┌─ DATA FOR ANALYSIS

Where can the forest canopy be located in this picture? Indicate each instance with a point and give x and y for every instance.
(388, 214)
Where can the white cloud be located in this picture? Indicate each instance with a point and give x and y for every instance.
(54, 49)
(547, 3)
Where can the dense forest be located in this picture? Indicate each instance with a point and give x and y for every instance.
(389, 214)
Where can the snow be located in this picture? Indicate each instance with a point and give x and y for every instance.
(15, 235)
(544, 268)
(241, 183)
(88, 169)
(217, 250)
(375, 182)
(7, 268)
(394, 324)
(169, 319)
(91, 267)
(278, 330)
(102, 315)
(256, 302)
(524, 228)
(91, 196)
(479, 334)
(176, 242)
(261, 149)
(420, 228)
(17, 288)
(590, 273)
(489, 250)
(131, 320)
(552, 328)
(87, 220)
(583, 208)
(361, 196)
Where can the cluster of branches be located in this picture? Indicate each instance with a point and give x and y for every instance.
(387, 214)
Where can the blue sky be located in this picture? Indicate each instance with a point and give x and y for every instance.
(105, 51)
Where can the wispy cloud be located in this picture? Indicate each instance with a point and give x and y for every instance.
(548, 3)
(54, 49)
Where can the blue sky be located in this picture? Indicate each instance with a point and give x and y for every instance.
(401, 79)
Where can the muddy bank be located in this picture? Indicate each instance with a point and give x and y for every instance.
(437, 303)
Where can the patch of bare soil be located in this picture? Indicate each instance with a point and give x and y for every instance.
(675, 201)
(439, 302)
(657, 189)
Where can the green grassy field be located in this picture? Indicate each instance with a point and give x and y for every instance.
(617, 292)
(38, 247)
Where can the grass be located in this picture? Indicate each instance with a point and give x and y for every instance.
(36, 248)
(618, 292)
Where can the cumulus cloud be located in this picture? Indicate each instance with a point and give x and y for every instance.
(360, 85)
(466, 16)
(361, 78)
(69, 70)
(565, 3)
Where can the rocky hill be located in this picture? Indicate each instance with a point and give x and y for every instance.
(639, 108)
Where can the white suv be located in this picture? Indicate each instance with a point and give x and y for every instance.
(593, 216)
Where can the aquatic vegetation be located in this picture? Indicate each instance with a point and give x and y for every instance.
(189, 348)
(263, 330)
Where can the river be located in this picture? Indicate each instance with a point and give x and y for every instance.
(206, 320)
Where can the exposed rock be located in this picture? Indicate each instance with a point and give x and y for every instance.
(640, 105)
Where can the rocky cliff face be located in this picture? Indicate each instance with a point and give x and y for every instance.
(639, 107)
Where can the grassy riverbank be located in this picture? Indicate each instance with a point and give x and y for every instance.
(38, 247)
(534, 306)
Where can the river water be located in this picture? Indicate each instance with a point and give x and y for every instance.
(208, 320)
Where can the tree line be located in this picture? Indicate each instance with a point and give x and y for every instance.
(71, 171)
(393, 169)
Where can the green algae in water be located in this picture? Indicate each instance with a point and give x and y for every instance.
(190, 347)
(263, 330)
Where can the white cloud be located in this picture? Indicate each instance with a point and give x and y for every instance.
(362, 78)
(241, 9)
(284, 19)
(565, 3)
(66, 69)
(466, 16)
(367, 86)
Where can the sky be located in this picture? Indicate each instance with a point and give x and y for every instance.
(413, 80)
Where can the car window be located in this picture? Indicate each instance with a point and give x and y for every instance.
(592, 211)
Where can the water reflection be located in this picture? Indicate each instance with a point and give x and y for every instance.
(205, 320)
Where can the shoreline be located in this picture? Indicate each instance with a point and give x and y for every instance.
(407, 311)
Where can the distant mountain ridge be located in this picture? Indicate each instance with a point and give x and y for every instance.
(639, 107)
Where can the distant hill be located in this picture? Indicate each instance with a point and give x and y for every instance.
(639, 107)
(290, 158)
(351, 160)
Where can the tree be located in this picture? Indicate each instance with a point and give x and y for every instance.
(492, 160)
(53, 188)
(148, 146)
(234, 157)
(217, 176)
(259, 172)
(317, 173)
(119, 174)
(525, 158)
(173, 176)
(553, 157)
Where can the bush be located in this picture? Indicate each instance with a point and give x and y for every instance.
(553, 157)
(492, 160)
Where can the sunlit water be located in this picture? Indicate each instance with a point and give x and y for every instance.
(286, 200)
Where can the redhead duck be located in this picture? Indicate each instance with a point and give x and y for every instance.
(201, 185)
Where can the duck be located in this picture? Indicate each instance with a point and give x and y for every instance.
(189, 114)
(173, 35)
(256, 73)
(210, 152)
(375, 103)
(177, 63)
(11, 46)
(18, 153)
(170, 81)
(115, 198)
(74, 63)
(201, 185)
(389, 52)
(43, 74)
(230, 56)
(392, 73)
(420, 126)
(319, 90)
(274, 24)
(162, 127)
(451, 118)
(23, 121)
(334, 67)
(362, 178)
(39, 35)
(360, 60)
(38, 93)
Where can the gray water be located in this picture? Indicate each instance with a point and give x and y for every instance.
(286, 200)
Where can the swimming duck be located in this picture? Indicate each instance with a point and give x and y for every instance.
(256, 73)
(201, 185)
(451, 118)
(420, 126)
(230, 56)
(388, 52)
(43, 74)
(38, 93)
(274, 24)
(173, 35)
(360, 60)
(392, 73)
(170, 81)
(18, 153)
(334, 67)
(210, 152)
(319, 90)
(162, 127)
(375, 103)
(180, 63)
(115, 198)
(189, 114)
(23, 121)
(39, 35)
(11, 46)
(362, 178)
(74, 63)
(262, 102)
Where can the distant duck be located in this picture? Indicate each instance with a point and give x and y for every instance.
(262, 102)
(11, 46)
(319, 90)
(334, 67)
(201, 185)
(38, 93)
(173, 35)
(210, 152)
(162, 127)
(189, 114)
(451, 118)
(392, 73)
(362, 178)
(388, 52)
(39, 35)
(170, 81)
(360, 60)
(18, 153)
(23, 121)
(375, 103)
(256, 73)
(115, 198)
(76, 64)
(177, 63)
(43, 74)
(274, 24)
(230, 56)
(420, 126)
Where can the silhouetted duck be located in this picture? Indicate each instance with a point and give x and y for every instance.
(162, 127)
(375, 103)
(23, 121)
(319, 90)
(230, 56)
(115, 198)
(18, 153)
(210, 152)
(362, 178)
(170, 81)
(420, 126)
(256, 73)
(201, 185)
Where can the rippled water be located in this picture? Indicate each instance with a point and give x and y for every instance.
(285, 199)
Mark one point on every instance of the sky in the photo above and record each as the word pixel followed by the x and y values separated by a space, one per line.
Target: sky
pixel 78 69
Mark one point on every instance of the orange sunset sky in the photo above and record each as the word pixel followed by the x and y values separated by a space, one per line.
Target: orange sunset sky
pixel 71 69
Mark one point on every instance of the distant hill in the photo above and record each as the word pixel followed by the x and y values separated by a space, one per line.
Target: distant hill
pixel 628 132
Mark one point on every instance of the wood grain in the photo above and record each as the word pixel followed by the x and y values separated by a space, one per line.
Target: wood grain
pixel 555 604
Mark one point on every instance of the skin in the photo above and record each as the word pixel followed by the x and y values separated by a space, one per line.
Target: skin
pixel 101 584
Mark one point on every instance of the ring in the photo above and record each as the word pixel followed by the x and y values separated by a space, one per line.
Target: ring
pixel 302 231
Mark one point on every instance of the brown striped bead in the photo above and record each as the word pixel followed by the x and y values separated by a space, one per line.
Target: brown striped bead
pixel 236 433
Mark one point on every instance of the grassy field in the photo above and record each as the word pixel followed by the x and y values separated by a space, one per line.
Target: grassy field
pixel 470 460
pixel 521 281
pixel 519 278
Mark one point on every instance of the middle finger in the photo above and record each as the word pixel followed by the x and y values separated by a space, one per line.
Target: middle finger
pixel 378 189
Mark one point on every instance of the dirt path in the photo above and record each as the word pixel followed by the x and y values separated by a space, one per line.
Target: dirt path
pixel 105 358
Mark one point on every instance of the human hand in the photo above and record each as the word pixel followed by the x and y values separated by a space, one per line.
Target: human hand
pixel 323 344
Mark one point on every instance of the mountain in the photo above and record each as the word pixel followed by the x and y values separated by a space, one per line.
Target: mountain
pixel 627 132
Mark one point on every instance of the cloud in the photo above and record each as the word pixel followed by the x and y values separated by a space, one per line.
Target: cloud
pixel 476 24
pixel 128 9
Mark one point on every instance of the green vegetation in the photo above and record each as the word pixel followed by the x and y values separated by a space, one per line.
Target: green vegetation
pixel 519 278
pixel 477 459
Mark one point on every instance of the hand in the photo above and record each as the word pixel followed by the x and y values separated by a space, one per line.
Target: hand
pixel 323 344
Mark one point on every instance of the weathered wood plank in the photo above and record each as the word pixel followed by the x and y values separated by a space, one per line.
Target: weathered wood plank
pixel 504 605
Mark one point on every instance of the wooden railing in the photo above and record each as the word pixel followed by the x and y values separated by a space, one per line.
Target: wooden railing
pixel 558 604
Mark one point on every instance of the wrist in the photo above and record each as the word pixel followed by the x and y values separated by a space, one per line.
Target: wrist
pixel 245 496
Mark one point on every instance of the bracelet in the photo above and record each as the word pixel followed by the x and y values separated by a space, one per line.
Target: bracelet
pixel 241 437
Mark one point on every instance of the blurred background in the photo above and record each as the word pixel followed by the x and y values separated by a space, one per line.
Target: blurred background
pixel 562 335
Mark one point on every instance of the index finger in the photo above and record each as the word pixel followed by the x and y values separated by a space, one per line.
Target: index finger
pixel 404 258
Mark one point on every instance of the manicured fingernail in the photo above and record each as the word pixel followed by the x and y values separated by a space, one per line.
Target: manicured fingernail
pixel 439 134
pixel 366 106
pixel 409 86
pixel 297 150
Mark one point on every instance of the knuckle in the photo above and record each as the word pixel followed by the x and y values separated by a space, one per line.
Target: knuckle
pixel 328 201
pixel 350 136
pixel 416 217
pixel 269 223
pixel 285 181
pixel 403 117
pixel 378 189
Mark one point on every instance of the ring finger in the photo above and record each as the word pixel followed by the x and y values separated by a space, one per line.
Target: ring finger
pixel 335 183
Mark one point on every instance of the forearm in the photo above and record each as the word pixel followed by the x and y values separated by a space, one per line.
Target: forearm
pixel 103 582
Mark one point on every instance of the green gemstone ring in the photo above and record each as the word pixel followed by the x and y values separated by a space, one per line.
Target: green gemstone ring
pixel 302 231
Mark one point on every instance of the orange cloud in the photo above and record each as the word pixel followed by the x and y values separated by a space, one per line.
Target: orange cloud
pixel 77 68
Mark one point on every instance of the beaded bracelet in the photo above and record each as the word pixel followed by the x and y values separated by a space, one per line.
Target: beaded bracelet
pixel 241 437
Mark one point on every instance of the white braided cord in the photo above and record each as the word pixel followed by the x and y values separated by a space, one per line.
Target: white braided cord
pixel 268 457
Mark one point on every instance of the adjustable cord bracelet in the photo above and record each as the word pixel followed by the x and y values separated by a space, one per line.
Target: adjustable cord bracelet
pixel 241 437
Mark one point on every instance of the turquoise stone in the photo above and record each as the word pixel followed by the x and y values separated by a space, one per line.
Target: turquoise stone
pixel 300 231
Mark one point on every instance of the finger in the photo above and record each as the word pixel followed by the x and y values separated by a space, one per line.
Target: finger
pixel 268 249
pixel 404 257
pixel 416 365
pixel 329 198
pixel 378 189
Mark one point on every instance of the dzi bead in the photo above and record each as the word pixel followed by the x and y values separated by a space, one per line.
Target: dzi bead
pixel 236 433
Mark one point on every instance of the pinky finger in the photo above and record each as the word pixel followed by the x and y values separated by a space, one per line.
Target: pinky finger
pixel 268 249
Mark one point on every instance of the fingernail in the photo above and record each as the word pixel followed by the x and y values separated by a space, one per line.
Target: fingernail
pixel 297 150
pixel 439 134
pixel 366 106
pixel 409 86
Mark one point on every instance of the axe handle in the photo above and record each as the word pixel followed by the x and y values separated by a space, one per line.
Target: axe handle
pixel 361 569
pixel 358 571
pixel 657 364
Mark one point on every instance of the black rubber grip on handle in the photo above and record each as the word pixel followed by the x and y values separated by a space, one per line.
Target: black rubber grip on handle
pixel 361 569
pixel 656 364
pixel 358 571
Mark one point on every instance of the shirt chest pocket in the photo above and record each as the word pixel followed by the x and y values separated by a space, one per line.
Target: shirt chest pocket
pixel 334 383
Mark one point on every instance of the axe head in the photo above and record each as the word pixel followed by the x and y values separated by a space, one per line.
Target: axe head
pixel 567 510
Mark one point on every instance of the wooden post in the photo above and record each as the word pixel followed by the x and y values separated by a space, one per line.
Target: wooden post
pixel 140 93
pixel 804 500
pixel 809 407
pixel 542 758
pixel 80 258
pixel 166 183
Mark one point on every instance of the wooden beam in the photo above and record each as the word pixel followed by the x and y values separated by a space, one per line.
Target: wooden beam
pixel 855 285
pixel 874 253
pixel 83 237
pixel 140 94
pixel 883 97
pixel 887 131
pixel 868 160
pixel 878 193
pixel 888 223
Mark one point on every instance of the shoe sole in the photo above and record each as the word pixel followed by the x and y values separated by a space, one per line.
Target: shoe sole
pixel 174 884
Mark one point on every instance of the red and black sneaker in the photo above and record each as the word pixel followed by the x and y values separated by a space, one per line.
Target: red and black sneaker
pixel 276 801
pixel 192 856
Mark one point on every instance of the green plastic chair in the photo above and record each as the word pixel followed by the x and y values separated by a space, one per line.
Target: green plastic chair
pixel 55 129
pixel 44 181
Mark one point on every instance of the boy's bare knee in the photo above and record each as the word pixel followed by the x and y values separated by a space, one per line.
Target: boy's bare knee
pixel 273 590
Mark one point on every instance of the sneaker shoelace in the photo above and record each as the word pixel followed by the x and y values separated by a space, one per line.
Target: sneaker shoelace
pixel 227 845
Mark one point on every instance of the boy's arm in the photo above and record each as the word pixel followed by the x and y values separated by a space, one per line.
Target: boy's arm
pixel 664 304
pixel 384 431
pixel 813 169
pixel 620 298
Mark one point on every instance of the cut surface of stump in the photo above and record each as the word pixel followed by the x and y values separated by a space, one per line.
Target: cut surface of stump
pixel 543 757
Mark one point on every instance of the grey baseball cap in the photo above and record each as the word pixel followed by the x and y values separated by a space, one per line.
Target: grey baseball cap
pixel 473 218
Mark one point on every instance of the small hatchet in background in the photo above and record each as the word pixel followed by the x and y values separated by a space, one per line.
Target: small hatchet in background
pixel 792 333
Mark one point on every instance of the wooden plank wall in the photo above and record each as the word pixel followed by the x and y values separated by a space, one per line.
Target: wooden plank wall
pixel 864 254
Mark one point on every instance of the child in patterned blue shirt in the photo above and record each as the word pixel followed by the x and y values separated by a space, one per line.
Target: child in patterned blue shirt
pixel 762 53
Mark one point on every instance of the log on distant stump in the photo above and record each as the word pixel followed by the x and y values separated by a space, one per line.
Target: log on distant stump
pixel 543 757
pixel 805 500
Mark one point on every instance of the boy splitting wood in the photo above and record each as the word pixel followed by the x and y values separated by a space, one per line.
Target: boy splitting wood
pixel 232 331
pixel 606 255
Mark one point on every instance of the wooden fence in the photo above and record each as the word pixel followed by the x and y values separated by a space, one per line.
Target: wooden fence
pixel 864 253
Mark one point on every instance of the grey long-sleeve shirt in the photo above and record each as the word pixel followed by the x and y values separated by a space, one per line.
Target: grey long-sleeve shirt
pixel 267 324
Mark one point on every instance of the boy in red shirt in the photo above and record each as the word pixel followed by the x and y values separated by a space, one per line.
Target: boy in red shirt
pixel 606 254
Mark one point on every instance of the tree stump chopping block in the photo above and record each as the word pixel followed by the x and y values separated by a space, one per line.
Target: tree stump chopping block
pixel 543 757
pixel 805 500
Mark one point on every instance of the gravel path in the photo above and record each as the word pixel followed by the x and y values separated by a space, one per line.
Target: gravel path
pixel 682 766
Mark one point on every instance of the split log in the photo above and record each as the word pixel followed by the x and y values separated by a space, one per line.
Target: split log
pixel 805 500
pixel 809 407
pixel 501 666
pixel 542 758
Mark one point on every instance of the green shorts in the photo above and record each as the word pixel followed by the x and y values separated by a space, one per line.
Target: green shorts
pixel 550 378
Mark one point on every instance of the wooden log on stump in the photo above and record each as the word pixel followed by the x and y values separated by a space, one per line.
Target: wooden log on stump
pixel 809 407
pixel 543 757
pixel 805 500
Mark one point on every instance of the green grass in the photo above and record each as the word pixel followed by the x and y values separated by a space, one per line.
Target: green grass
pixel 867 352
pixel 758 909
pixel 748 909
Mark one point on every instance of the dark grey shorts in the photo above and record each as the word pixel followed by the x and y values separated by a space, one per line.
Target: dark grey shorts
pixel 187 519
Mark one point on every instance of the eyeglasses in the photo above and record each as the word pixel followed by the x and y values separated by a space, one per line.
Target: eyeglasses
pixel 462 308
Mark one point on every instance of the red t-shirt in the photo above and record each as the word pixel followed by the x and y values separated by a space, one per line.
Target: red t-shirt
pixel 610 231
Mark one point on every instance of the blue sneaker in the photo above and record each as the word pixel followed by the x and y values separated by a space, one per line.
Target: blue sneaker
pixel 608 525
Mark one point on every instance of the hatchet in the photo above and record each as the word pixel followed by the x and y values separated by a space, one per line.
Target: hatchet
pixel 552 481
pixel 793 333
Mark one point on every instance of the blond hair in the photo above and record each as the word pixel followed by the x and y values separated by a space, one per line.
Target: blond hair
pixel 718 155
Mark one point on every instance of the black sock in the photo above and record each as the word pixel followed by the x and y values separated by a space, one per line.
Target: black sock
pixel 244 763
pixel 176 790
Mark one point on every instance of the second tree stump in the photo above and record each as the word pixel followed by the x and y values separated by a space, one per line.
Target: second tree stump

└─

__EXERCISE__:
One stretch of the lines above is wanted, from the line that contains "Mark one point on every instance of the turquoise" through the line that contains "Mark one point on every instance of the axe handle". Output it exactly.

__EXERCISE ANSWER__:
Mark one point on every instance of the turquoise stone in the photo above and record each as the word pixel followed by the x and y values separated by a space, one per line.
Target: turquoise stone
pixel 300 231
Mark one point on every instance of the finger in the photo above and record each as the word pixel followed by the x and y values separated by a space, one per line.
Target: finger
pixel 268 249
pixel 404 257
pixel 416 365
pixel 329 198
pixel 378 189
Mark one point on every instance of the dzi bead in the photo above and record each as the word pixel followed by the x and y values separated by a space, one per line.
Target: dzi bead
pixel 236 433
Mark one point on every instance of the pinky finger in the photo above and record each as the word pixel followed by the x and y values separated by a space, one per line.
Target: pinky finger
pixel 268 249
Mark one point on every instance of the fingernail in the photo above and record each as the word pixel followed by the x and y values separated by a space, one per line.
Target: fingernail
pixel 297 150
pixel 439 134
pixel 366 106
pixel 409 86
Mark one point on every instance of the axe handle in the photo above and record each as the word pixel followed by the x and y values separated by a space, one per line.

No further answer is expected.